* **TO DO**: Could you write out, word for word, the lines of the records below that begin at the line containing "tongue by giving the bounding box." and stop after the line containing "[319,298,364,351]", and nothing else?
>> START
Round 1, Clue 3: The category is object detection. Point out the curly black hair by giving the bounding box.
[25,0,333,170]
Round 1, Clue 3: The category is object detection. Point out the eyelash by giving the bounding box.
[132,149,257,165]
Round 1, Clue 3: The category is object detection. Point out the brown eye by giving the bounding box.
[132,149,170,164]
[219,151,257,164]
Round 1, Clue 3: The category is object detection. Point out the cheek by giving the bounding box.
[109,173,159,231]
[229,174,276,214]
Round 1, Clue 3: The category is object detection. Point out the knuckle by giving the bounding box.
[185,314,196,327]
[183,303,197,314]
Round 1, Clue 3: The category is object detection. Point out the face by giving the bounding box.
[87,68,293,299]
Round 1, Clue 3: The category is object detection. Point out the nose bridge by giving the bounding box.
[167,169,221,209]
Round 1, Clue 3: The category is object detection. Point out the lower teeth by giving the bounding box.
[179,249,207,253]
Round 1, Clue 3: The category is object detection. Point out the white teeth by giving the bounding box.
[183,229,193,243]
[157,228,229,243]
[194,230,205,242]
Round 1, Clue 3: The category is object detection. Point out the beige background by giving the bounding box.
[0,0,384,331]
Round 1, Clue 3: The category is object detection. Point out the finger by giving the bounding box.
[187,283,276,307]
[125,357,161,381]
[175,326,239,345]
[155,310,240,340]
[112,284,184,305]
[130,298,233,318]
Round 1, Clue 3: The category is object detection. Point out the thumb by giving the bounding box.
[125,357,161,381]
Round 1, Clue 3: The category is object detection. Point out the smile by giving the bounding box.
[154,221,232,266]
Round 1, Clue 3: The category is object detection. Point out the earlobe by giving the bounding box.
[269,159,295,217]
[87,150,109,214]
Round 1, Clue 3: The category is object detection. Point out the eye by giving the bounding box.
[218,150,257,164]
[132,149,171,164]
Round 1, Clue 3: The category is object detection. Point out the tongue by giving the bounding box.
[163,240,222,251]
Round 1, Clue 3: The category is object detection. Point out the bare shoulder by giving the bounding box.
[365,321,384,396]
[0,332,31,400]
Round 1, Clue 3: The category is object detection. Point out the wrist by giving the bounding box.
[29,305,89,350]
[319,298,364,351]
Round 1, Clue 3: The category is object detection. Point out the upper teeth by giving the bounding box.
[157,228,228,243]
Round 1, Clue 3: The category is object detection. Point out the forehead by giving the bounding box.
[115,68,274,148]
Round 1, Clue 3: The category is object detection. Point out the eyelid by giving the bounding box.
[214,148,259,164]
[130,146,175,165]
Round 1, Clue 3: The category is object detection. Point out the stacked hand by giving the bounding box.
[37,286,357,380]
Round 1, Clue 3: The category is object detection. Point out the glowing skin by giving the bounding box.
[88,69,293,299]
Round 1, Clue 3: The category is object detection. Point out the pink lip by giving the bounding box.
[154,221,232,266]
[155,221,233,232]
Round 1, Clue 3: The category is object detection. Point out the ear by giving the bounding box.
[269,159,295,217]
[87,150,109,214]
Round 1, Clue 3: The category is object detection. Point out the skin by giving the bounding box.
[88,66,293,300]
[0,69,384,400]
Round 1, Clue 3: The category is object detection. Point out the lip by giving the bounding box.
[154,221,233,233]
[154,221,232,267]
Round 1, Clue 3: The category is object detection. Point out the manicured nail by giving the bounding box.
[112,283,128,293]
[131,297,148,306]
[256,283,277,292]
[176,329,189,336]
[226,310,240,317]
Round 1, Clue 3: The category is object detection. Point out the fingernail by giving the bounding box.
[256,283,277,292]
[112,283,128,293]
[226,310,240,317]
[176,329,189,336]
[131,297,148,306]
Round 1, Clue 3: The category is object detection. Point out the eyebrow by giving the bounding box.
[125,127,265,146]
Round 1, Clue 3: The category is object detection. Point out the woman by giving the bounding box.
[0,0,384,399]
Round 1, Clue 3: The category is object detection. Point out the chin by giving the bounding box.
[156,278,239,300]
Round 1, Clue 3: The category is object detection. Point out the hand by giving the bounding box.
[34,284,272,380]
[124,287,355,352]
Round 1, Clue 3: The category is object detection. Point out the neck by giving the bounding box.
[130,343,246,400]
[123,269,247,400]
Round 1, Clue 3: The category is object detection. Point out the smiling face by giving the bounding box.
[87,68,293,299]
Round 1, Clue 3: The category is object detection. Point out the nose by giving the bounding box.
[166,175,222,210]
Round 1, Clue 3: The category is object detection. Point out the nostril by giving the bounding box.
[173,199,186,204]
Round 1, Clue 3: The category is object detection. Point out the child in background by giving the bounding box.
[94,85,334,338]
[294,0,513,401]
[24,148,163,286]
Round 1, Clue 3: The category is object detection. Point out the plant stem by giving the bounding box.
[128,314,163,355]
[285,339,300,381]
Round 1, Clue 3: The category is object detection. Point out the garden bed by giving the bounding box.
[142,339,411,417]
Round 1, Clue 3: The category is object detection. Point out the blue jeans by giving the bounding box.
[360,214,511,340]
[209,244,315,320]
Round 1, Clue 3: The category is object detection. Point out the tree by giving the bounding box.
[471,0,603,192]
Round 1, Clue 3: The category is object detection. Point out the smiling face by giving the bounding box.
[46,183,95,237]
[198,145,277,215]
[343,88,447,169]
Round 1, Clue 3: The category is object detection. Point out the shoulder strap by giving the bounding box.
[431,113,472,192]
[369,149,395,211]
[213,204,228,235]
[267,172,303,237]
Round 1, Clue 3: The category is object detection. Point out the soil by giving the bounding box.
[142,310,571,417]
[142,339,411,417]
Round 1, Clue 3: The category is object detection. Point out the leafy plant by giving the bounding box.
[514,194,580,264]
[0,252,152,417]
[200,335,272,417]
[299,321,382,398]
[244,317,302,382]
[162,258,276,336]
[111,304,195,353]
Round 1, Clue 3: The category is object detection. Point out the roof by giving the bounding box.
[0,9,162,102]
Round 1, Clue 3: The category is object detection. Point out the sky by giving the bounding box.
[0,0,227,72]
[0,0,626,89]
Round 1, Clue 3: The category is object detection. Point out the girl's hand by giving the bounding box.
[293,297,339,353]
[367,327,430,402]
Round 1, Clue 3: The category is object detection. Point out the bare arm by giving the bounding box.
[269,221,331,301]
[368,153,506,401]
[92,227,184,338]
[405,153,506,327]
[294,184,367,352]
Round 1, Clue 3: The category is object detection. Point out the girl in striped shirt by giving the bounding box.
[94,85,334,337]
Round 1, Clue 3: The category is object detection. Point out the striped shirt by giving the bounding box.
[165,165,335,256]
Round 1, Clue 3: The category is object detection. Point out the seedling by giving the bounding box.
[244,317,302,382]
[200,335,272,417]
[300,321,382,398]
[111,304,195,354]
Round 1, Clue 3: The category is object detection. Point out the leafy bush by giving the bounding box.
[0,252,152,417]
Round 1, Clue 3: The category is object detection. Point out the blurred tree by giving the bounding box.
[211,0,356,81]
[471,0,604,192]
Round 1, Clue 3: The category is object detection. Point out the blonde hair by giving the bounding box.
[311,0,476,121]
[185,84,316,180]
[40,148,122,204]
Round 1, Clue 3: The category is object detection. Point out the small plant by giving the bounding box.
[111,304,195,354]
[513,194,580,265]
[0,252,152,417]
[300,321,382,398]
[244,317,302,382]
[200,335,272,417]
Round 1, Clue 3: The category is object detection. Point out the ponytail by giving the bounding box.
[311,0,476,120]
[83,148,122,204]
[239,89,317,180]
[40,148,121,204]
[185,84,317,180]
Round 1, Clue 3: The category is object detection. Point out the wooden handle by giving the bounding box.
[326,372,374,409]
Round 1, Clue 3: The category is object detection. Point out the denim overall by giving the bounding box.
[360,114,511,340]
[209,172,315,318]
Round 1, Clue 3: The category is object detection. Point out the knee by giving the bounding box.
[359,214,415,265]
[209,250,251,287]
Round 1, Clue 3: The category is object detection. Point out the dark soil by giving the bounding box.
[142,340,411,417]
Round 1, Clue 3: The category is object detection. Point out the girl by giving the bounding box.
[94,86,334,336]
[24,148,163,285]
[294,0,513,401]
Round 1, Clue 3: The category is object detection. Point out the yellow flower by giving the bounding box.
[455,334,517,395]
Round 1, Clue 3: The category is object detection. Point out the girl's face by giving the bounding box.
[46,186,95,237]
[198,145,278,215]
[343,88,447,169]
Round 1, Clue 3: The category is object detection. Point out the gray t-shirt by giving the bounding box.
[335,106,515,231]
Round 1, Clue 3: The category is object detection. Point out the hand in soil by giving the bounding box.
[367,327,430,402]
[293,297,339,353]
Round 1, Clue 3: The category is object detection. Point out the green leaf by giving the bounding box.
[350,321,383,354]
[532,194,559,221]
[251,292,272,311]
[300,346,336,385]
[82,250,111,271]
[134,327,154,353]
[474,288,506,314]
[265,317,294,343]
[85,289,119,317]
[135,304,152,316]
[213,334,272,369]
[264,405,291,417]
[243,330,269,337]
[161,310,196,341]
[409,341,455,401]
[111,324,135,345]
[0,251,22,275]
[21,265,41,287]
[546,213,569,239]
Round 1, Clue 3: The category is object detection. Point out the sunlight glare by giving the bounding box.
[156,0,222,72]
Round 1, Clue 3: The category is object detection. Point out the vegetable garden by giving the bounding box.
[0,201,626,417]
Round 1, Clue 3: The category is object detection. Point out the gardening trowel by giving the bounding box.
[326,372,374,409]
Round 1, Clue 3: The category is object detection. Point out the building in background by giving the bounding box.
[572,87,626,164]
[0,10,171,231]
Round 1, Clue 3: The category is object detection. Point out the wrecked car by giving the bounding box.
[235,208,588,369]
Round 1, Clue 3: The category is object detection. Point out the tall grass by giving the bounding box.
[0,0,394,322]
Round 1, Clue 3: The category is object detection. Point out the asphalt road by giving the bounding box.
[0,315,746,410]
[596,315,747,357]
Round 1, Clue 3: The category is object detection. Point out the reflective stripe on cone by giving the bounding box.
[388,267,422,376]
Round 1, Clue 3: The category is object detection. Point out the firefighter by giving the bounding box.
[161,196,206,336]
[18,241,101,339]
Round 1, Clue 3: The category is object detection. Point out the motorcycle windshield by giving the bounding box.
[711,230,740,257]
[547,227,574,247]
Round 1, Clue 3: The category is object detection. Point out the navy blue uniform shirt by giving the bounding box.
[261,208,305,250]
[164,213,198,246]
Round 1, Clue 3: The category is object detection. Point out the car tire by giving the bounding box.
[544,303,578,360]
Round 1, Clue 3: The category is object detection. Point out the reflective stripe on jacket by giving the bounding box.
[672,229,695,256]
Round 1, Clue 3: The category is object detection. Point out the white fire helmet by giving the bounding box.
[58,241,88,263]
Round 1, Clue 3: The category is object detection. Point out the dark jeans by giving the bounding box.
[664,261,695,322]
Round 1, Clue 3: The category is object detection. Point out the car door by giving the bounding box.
>> END
* **ANSWER FOR THE TASK**:
Round 1, Clue 3: The category is object detection. Point out the tongue by giving the bounding box.
[163,240,222,251]
Round 1, Clue 3: The category is object detection. Point out the bare shoulder by giving the bounding box.
[365,321,384,396]
[0,332,31,400]
Round 1, Clue 3: The category is object detection. Point out the wrist by giving the bounding box.
[29,305,89,350]
[319,298,364,351]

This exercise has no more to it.